- **WORK REQUIRED**: Write the next part of the passage on desirable attributes of automated test suites, picking up after its final line.

Narrowly defined tests help to focus on specific failures and avoid the 500 failure scenario. The downside is that overly narrow tests generally miss failures that occur on a system level. For that reason, specify a combination of narrow and broader tests. One way to do that is to create narrow tests that do individual functions; then create a few broad tests, dependent on the narrow ones, that perform the same functions in various combinations.
Tests can be executed on a similar product or a new version of the product without major modification.
Consider that the test suite will need to evolve as the software that it tests evolves. It's common for software to be extended, ported, or unbundled into smaller applications. Consider how your suite will accommodate that. One example is localization. If you are called upon to test a French version of the software, will that require a complete rewrite of each and every test? This desirable attribute of test automation can be achieved, but may lead to very complex test suites. Be careful not to trade a simple suite that can be quickly thrown out and rewritten for a super-complex suite that is theoretically flexible but also full of bugs.
Test programs are reviewable.
Tests must be maintained, and that means they must be revisited. Reviewability is how easy it is to come back to a test and understand it.
Test programs are easily added to suites.
In some suites I've seen, it's major surgery just to add a new test. Make it easy and the suite will grow more quickly.
Tests are rapidly accessible.
I once saw a test management system where it took more than 30 seconds to navigate to a single test from the top level of the system. That's awful. It discouraged test review and test development. Design the system such that you can access a given test in no more than a few seconds. Also, make sure the tests are accessible by anyone on the team.
Tests are traceable to a test outline.
To some it is obvious; for me it was a lesson that came the hard way: Do not automate tests that can not already be executed by hand. That way, when the automation breaks, you will still be able to get your testing done. Furthermore, if your automated tests are connected to a test outline, you can theoretically assess functional test coverage in real-time. The challenge is to keep the outline in sync with both the product and the tests.
Tests are reviewed, and their review status is documented in-line.

- **LISTED ENTRIES**:
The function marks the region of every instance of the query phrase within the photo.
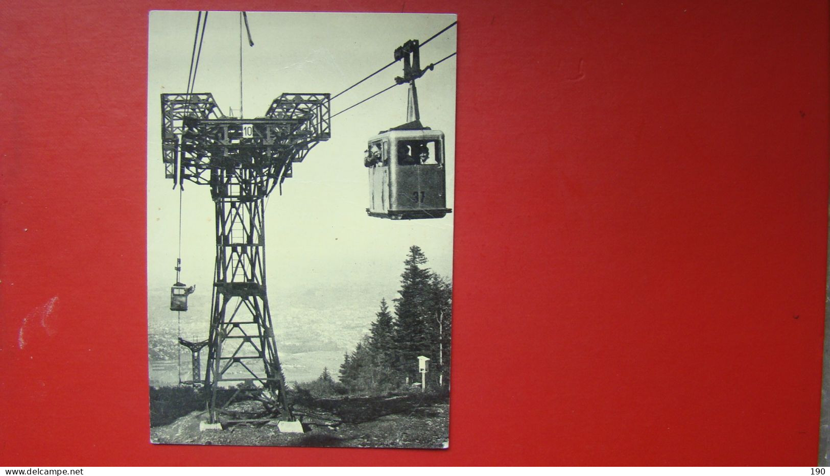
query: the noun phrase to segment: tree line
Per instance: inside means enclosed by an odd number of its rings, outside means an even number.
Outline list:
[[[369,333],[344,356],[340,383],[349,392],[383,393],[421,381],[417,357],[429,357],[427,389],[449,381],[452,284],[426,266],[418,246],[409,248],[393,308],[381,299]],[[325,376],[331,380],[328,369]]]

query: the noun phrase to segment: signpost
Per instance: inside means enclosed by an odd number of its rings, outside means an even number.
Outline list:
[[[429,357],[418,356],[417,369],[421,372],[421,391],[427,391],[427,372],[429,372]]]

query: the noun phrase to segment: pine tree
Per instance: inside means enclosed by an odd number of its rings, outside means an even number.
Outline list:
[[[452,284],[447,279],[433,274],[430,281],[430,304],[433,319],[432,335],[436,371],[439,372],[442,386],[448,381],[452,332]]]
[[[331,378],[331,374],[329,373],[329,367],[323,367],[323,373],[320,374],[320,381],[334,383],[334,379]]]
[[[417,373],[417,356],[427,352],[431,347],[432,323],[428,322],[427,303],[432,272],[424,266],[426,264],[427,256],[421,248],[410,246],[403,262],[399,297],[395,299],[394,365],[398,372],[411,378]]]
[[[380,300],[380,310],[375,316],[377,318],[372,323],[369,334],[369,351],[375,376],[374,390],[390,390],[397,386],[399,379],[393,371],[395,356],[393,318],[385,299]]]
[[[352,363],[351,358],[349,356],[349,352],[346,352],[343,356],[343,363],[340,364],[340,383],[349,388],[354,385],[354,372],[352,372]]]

==

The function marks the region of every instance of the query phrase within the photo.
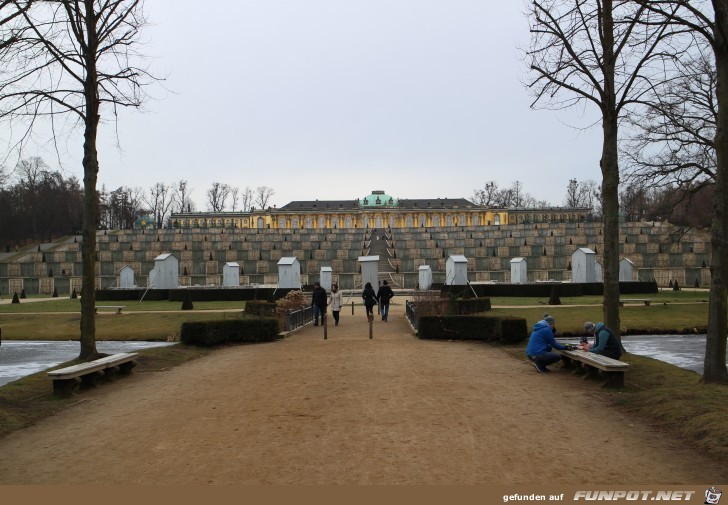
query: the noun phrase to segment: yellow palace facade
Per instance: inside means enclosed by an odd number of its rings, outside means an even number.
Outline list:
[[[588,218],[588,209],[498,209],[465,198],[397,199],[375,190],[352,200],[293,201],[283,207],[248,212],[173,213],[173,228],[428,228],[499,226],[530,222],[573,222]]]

...

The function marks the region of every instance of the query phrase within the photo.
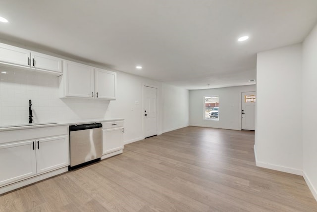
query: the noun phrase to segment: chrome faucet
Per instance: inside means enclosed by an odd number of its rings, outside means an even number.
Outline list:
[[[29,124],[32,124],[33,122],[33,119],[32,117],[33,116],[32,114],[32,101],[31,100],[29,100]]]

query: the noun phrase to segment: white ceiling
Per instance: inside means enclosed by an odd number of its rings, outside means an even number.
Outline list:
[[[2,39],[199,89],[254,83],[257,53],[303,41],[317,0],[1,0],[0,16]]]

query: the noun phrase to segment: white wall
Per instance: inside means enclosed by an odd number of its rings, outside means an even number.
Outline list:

- **ANSWER AREA**:
This is especially important if several people are involved in writing the tests. Believe it or not, I have seen many examples of very poorly written tests that were overlooked for years. It's an unfortunate weakness (and most of us have it) that we will quickly assume that our test suite is full of useful tests, whether or not we personally wrote those tests. Many bad experiences have convinced me that it's dangerous to assume this! Test suites most often contain nonsense. Review them! In order to help manage the review process, I suggest recording the date of review within each test. That will enable you to periodically re-review tests that haven't been touched in a while. Also, review tests that never fail, and ones that fail often. Review, especially, those tests that fail falsely.
Test hacks and temporary patches are documented in-line.
Adopt a system for recording the assumptions behind the test design, and any hacks or work-arounds that are built into the test code. This is important, as there are always hacks and temporary changes in the tests that are easy to forget about. I recommend creating a code to indicate hacks and notes, perhaps three asterisks, as in: "*** Disabled the 80387 switch until co-processor bug is fixed." Periodically, you should search for triple-asterisk codes in order not to forget about intentionally crippled tests.
Suite is well documented.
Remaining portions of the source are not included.